(Data entries)
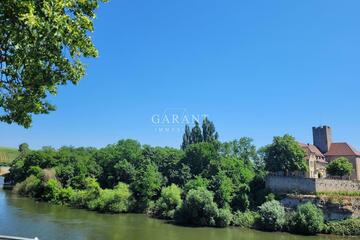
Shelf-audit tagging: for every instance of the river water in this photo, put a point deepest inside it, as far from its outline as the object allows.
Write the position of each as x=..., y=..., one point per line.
x=28, y=218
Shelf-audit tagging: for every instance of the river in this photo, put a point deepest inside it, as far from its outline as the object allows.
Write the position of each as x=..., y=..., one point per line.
x=28, y=218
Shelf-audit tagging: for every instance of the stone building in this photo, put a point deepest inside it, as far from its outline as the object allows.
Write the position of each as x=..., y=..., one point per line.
x=324, y=150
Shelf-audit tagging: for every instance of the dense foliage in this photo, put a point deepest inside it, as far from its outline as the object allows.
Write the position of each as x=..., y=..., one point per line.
x=285, y=154
x=200, y=209
x=339, y=167
x=169, y=201
x=207, y=184
x=246, y=219
x=308, y=219
x=272, y=216
x=42, y=44
x=348, y=227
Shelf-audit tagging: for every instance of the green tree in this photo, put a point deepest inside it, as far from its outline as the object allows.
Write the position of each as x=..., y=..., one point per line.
x=242, y=148
x=272, y=216
x=208, y=131
x=24, y=148
x=198, y=157
x=285, y=154
x=115, y=200
x=197, y=182
x=198, y=208
x=339, y=167
x=308, y=219
x=167, y=160
x=186, y=138
x=169, y=201
x=42, y=44
x=196, y=134
x=224, y=189
x=148, y=183
x=119, y=162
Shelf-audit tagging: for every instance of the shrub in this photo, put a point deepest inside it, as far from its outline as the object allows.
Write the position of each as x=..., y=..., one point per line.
x=350, y=227
x=65, y=195
x=115, y=200
x=272, y=216
x=169, y=201
x=223, y=218
x=197, y=182
x=198, y=209
x=51, y=190
x=308, y=219
x=339, y=167
x=30, y=187
x=245, y=219
x=87, y=198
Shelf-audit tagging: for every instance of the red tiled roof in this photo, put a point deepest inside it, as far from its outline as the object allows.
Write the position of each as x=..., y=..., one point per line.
x=342, y=149
x=312, y=149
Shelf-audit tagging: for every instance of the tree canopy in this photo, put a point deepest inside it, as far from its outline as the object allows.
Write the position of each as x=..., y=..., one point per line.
x=285, y=154
x=41, y=47
x=339, y=167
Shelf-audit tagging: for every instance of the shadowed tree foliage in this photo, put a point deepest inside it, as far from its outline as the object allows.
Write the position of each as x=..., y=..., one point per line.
x=339, y=167
x=41, y=47
x=209, y=132
x=196, y=134
x=285, y=154
x=206, y=133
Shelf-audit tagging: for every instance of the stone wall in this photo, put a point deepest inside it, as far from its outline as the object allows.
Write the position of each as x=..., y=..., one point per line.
x=284, y=184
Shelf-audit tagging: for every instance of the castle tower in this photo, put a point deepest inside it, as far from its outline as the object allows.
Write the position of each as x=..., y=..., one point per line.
x=322, y=137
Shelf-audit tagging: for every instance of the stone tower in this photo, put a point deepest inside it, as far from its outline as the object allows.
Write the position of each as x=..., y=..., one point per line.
x=322, y=138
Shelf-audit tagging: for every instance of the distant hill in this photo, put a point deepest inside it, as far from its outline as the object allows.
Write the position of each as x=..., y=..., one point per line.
x=7, y=155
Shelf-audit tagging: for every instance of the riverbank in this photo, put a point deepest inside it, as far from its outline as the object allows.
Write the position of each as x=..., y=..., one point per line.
x=26, y=217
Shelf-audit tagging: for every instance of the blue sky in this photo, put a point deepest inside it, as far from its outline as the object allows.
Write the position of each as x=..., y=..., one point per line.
x=257, y=68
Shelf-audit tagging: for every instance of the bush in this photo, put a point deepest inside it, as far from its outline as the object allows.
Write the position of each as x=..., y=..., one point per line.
x=350, y=227
x=51, y=191
x=308, y=219
x=272, y=216
x=87, y=198
x=195, y=183
x=339, y=167
x=115, y=200
x=65, y=195
x=169, y=201
x=245, y=219
x=30, y=187
x=198, y=209
x=223, y=218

» Goal: Repeat, exactly and only, the lines above from the one containing "Shelf-audit tagging: for every instance of the tree" through the end of the material.

» Completed task:
Shelf-audit tagging: for every instance of the tree canopy in this photo, put a point deepest inside it, as far from its outline as the object allows.
Write the position of each as x=..., y=..., one point per line.
x=285, y=154
x=41, y=47
x=339, y=167
Shelf-audit tagging: for every instance of the shadowed tree foliage in this photo, put a point deepest inside it, as far from its outline as the object allows.
Write the position of each as x=..., y=..., one point per line.
x=339, y=167
x=41, y=47
x=209, y=132
x=196, y=134
x=285, y=154
x=206, y=133
Shelf-audit tagging: for every instance of the stone wall in this photo, put a point deepest inside it, as far from its outline as the object allows.
Write the position of each as x=..., y=..., one point per line.
x=284, y=184
Shelf-audit tagging: for every instance of the castle tower in this photo, put a point deepest inside it, as far from its outline as the object allows.
Write the position of each as x=..., y=..., one point per line.
x=322, y=137
Shelf-audit tagging: for every instance of the stone tower in this photo, put a point deepest inside it, as far from its outline as the object allows.
Write the position of each as x=..., y=..., one point per line.
x=322, y=138
Shelf-audit tagging: for every instance of the distant hill in this photo, put a point deepest inside it, as far from its outline as the object allows.
Write the position of each as x=..., y=..., one point per line.
x=7, y=155
Shelf-audit tagging: for every instance of the riverbank in this photo, put a point deepest inside it, as far from its outline as the object allows.
Write the position of each as x=..., y=..., one point per line.
x=26, y=217
Shelf-audit tagging: for every instance of the blue sky in this photo, put a point deepest inside it, as far from its outline as the object allows.
Write the position of each as x=..., y=..., one point per line.
x=257, y=68
Shelf-audit tagging: for every instance of the bush in this photo, put a point deepest inside it, as far from its outline as the object allows.
Write the position of each as x=..., y=..., one point per line.
x=350, y=227
x=51, y=191
x=308, y=219
x=272, y=216
x=87, y=198
x=195, y=183
x=339, y=167
x=115, y=200
x=65, y=195
x=169, y=201
x=245, y=219
x=30, y=187
x=198, y=209
x=223, y=218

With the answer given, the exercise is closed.